__SUPPLIED ENTRIES__:
Content starts

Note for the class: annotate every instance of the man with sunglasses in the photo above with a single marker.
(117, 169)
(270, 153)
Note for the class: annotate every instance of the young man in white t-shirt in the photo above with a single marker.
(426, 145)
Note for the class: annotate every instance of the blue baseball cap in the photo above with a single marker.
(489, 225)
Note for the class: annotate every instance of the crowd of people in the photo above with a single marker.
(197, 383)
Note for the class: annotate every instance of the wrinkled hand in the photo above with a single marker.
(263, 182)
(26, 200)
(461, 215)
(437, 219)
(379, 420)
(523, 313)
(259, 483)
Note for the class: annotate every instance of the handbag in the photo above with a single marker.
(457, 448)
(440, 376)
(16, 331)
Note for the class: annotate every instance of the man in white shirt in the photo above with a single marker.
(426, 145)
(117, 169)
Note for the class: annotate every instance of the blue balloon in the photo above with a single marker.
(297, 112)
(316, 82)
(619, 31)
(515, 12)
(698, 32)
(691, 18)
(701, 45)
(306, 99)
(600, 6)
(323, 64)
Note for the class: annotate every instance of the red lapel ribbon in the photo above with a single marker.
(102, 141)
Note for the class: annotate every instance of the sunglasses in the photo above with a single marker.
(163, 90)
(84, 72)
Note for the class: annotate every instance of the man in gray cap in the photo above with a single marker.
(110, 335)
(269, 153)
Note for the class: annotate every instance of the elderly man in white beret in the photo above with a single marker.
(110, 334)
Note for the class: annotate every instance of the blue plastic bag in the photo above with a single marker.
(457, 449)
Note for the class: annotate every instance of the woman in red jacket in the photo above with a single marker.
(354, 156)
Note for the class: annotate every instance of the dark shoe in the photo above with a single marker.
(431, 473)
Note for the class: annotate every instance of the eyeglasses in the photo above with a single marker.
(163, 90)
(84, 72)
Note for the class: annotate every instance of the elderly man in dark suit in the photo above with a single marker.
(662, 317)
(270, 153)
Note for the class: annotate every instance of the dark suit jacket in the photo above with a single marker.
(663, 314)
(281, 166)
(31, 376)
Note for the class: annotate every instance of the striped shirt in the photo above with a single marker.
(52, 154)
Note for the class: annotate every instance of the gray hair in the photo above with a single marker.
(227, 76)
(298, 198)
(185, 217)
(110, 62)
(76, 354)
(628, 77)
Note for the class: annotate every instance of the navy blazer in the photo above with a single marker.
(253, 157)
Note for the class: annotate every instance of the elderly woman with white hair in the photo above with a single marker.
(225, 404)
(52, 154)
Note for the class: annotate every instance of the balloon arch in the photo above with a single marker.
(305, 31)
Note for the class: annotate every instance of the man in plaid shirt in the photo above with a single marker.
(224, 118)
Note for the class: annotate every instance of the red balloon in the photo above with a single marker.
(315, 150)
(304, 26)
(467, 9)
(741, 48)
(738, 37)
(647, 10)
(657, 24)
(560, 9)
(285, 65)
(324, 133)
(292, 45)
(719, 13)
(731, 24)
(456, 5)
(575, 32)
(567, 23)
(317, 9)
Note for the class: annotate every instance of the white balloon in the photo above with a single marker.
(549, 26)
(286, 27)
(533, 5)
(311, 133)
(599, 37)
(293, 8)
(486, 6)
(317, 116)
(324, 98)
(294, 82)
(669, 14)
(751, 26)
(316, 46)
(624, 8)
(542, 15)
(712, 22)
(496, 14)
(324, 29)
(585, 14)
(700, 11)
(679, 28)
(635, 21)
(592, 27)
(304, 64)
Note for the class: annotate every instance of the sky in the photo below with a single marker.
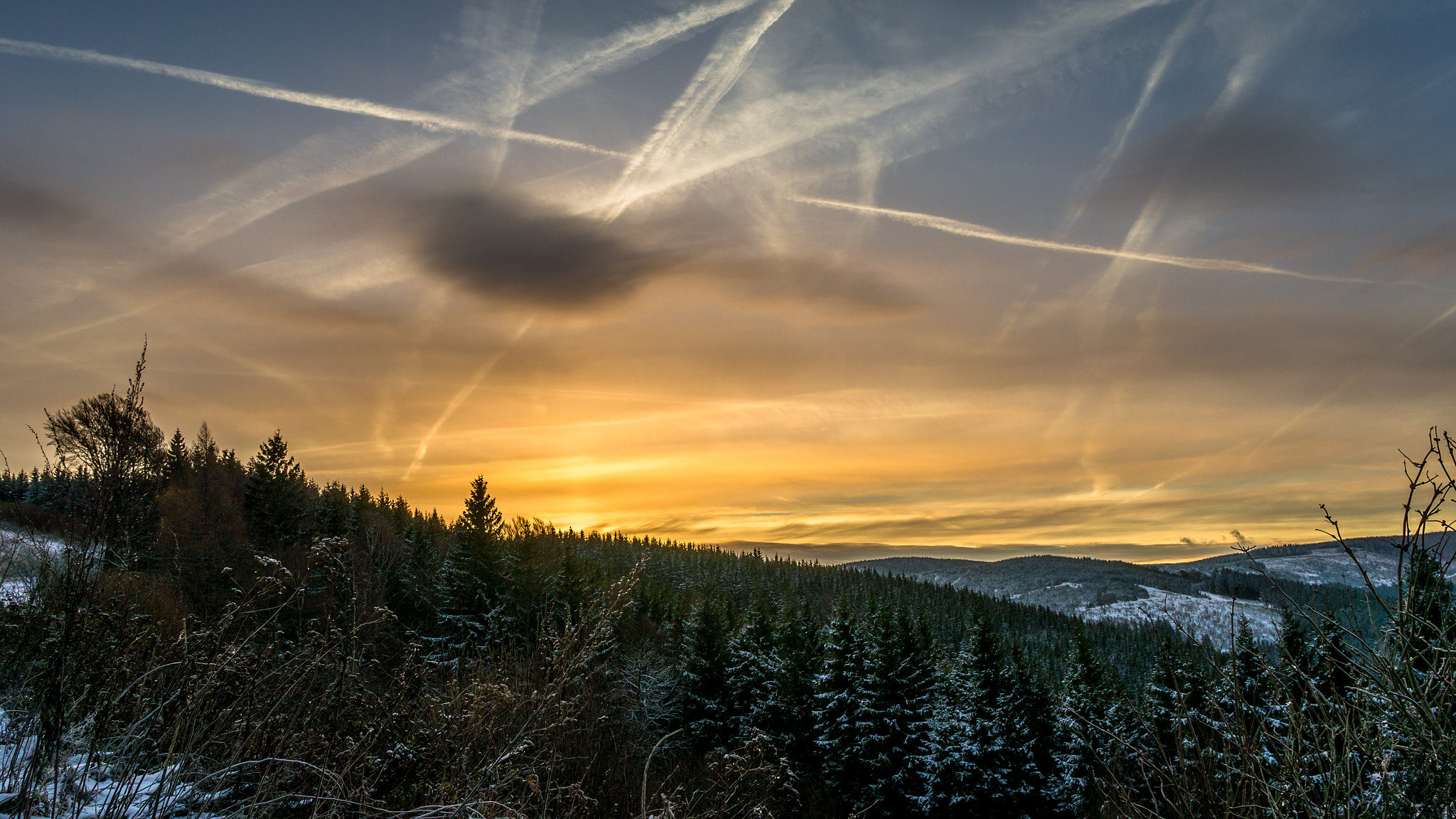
(1128, 279)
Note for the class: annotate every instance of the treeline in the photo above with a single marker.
(230, 637)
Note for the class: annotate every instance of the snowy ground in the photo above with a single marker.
(1204, 616)
(89, 788)
(21, 556)
(1334, 567)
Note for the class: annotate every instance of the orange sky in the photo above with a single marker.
(1123, 273)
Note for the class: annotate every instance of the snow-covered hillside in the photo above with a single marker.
(1200, 617)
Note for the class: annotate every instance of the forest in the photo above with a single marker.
(191, 633)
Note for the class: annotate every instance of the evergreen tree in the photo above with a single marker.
(481, 518)
(843, 734)
(1083, 723)
(708, 700)
(476, 577)
(751, 674)
(178, 461)
(900, 681)
(276, 498)
(1025, 729)
(791, 707)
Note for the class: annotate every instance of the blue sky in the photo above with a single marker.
(782, 270)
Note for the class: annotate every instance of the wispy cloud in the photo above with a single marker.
(1118, 143)
(759, 126)
(461, 397)
(361, 107)
(621, 48)
(990, 233)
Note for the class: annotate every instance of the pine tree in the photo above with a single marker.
(178, 461)
(751, 674)
(791, 709)
(481, 518)
(708, 701)
(900, 682)
(276, 498)
(1025, 726)
(476, 580)
(1083, 723)
(842, 703)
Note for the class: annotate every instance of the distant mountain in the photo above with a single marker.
(1204, 598)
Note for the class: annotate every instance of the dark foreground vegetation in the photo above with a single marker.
(186, 633)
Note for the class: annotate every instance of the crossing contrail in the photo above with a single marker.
(461, 398)
(715, 77)
(348, 105)
(623, 48)
(1155, 77)
(983, 232)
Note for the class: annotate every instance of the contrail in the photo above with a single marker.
(790, 119)
(983, 232)
(461, 398)
(625, 47)
(1246, 72)
(1118, 141)
(363, 107)
(316, 165)
(714, 79)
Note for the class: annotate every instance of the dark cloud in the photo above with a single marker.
(847, 552)
(1258, 155)
(22, 203)
(514, 250)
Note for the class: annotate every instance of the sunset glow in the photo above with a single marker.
(1114, 277)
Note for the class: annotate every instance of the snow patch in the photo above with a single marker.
(1207, 616)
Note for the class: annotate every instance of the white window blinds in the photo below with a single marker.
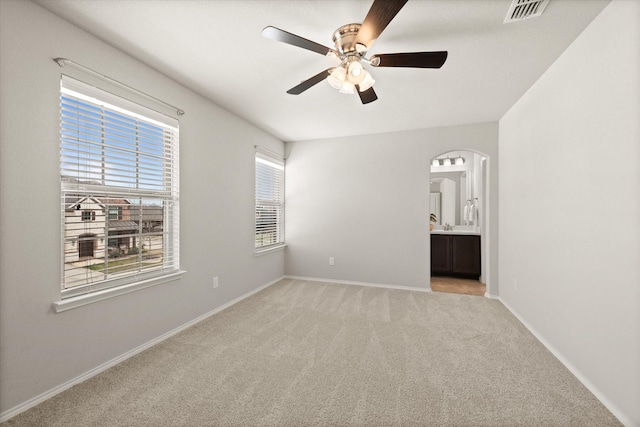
(269, 230)
(119, 182)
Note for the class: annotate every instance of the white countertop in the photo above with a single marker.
(457, 232)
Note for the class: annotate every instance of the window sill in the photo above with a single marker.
(259, 252)
(81, 300)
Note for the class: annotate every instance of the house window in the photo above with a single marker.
(119, 165)
(114, 212)
(88, 216)
(269, 230)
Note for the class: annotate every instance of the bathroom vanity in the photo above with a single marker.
(455, 253)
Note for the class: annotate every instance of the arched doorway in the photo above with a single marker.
(459, 205)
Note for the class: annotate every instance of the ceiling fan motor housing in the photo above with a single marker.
(345, 39)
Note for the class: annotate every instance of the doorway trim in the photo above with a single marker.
(485, 225)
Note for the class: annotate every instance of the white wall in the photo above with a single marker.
(570, 208)
(41, 350)
(364, 200)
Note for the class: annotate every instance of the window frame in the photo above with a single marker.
(272, 186)
(167, 195)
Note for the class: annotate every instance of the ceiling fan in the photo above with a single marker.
(352, 42)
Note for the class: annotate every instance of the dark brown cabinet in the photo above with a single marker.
(455, 255)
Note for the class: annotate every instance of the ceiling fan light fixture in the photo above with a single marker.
(356, 73)
(360, 48)
(337, 77)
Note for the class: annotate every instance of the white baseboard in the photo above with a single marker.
(10, 413)
(349, 282)
(576, 372)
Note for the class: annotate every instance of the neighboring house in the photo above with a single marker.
(89, 220)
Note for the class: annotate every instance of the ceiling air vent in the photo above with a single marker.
(523, 9)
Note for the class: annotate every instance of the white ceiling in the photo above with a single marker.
(215, 47)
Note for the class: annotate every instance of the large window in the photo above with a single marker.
(269, 202)
(119, 182)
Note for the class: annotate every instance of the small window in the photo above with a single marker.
(114, 212)
(88, 216)
(269, 227)
(119, 166)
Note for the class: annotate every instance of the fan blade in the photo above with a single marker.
(410, 60)
(285, 37)
(377, 19)
(367, 96)
(322, 75)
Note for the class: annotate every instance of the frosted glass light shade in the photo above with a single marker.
(337, 77)
(356, 73)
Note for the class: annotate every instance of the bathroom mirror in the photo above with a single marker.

Content ends

__WHAT IS EXPECTED__: Reproduce each record above by retyping it exactly; omit all images.

__RESULT FOR THIS EXERCISE__:
Note for the class: annotate every instance of the man with sunglasses in the photo above with a single marker.
(117, 169)
(270, 153)
Note for the class: annotate every instance of the young man in white t-shirt in the photo above with a single marker.
(426, 145)
Note for the class: annotate every instance of the blue baseball cap in the photo above with a single marker.
(489, 225)
Note for the class: annotate every instance of the crowd of people in the photo above with a single marker.
(197, 383)
Note for the class: annotate every instance of the wrinkled hand in the photo above with a single marker.
(263, 182)
(26, 200)
(461, 215)
(437, 219)
(379, 420)
(523, 313)
(259, 483)
Note for the class: annotate every instance of the handbag in the photo above with a single marker.
(457, 448)
(440, 376)
(16, 331)
Note for the class: annotate every instance of the man in white shirt in the photo above with a single marker.
(426, 145)
(117, 169)
Note for the class: annotate every instance of the blue balloon in the photo above with a single marker.
(297, 112)
(316, 82)
(619, 31)
(515, 12)
(698, 32)
(691, 18)
(701, 45)
(306, 99)
(600, 6)
(323, 64)
Note for the class: annotate every instance of the red lapel ribbon in the photo above with a single marker.
(102, 141)
Note for the class: annotate every instance of the sunglasses in the photo above with a single marker.
(163, 90)
(84, 72)
Note for the class: annotate every instance of the man in gray cap in the photo above with a single marker.
(110, 335)
(269, 153)
Note for the class: annotate every instance of the elderly man in white beret in the photo above with a single marker.
(110, 334)
Note for the class: annotate every instance of the blue plastic bag in the photo above with a single marker.
(457, 449)
Note for the class: annotate every instance of the woman in red jacket in the photo above with a single marker.
(354, 156)
Note for the class: annotate every instance of the dark shoe in the photo above with a single marker.
(431, 473)
Note for the class: annotate every instance of the eyeglasses in the photo above with a single marker.
(163, 90)
(84, 72)
Note for the class: annotate every instance of the elderly man in dark suit in the photo above with a single marker.
(662, 317)
(270, 153)
Note for the class: annotate every instance of the dark suit jacket in the photo above with a single marker.
(663, 314)
(281, 166)
(31, 376)
Note for the class: annotate every instance of the striped shirt in the photo above with a single marker.
(52, 154)
Note for the class: annotate every instance of the gray hair in the photo above with a single marker.
(227, 76)
(298, 198)
(185, 217)
(110, 62)
(76, 354)
(628, 77)
Note for the class: annotate every instance of the navy blazer in the photo above with a single marker.
(253, 157)
Note for the class: annotate every instance of the elderly woman with white hair in the photo above with a single marker.
(225, 404)
(52, 154)
Note for the class: annotate every instance of the balloon arch in the photo above with a single marker.
(305, 31)
Note for the class: annotate every instance of the man in plaid shirt in the photo above with a single marker.
(224, 118)
Note for the class: annotate every instance of the red balloon in the photo above with a single marker.
(315, 150)
(304, 26)
(467, 9)
(741, 48)
(738, 37)
(647, 10)
(657, 24)
(560, 9)
(285, 65)
(324, 133)
(292, 45)
(719, 13)
(731, 24)
(456, 5)
(575, 32)
(567, 23)
(317, 9)
Note for the class: annotate every instance of the white balloon in the photo above with a single marker.
(549, 26)
(286, 27)
(533, 5)
(311, 133)
(599, 37)
(293, 8)
(486, 6)
(317, 116)
(324, 98)
(294, 82)
(669, 14)
(751, 26)
(316, 46)
(624, 8)
(542, 15)
(712, 22)
(496, 14)
(324, 29)
(585, 14)
(700, 11)
(679, 28)
(635, 21)
(592, 27)
(304, 64)
Note for the class: annotate every instance of the sky in the photo below with a single marker.
(1128, 279)
Note for the class: annotate every instance of the treeline in the photo above with a single marker.
(230, 637)
Note for the class: annotate every instance of the snowy ground in the photo above with a single marker.
(1204, 616)
(89, 788)
(21, 556)
(1334, 567)
Note for the class: annotate every instance of the orange sky in the photo above with a single marker.
(1123, 273)
Note for the class: annotate every instance of the snow-covered hillside in the photo above with a single marker.
(1200, 617)
Note for the class: annotate every instance of the forest in the photo above with a single marker.
(191, 633)
Note for the class: annotate every instance of the evergreen tree in the photo above with a single marker.
(481, 518)
(843, 734)
(1083, 723)
(708, 700)
(476, 577)
(751, 674)
(178, 461)
(900, 681)
(276, 498)
(1025, 729)
(791, 707)
Note for the class: annotate every instance of the blue sky in the photo above with a single marker.
(782, 270)
Note for the class: annotate every instance of the wispy cloud in the photo above with a single marker.
(1118, 143)
(759, 126)
(461, 397)
(361, 107)
(621, 48)
(990, 233)
Note for the class: annotate every instance of the pine tree in the photo above with a single marker.
(178, 461)
(751, 674)
(791, 709)
(481, 518)
(708, 701)
(900, 682)
(276, 498)
(1025, 726)
(476, 580)
(1083, 723)
(842, 703)
Note for the class: annotate every instance of the distant mountain in the photo above with a single marker.
(1204, 598)
Note for the class: annotate every instance of the dark foreground vegetation in the photo above with a single marker.
(186, 633)
Note for the class: annotate every instance of the crossing contrail in the photo above with a single marker.
(461, 398)
(715, 77)
(348, 105)
(623, 48)
(1155, 77)
(983, 232)
Note for the class: annotate every instance of the contrail in the photo above with a single marker.
(790, 119)
(983, 232)
(461, 398)
(625, 47)
(1246, 72)
(1118, 141)
(363, 107)
(316, 165)
(714, 79)
Note for the class: annotate every instance of the dark cloud in the photo above with a single marker.
(847, 552)
(1258, 155)
(22, 203)
(514, 250)
Note for the class: annotate every instance of the sunset glow in the photo above with a single marker.
(1114, 277)
Note for the class: annotate every instance of the snow patch in the photo above with a single marker.
(1207, 616)
Note for the class: annotate every instance of the white window blinds in the photo below with a single marker.
(269, 230)
(119, 182)
Note for the class: annotate every instance of the white countertop in the photo above with a single marker.
(457, 232)
Note for the class: annotate every instance of the window sill in the photo above with a single marker.
(259, 252)
(81, 300)
Note for the class: annotate every instance of the house window in the photo above with a single marker.
(119, 165)
(114, 212)
(88, 216)
(269, 230)
Note for the class: annotate every instance of the bathroom vanity in the photo above with a single marker.
(455, 253)
Note for the class: annotate every instance of the arched doorway in the photo above with a single marker.
(459, 205)
Note for the class: annotate every instance of the ceiling fan motor housing in the photo above with a single marker.
(345, 39)
Note for the class: annotate every instance of the doorway trim in the photo above with a single marker.
(485, 225)
Note for the class: annotate every instance of the white wall in the photo above with a single marker.
(570, 208)
(41, 350)
(364, 200)
Note for the class: annotate every instance of the window frame in the photo above with a single marker.
(272, 186)
(167, 195)
Note for the class: annotate every instance of the ceiling fan in the photo above with a single marker.
(352, 42)
Note for the class: annotate every instance of the dark brown cabinet in the photo above with a single marker.
(455, 255)
Note for the class: annotate every instance of the ceiling fan light fixture in the photo above with a single marker.
(356, 73)
(360, 48)
(337, 77)
Note for the class: annotate every instance of the white baseboard in the photo above with a single marker.
(10, 413)
(349, 282)
(576, 372)
Note for the class: annotate every instance of the neighboring house in the photo above with a single marker.
(89, 220)
Note for the class: annotate every instance of the ceiling air vent in the photo above with a single marker.
(523, 9)
Note for the class: annotate every instance of the white ceiling in the photo above with a single marker.
(215, 47)
Note for the class: annotate every instance of the large window in the photo above with a single marker.
(269, 202)
(119, 182)
Note for the class: annotate every instance of the small window in the photo above with a single marker.
(114, 212)
(88, 216)
(269, 227)
(119, 166)
Note for the class: annotate every instance of the fan blade in the photo above with a single marker.
(410, 60)
(285, 37)
(377, 19)
(367, 96)
(322, 75)
Note for the class: annotate every instance of the frosted glass light shade in the photo above with a single marker.
(337, 77)
(356, 73)
Note for the class: annotate every instance of the bathroom mirror in the photo above with a single marker.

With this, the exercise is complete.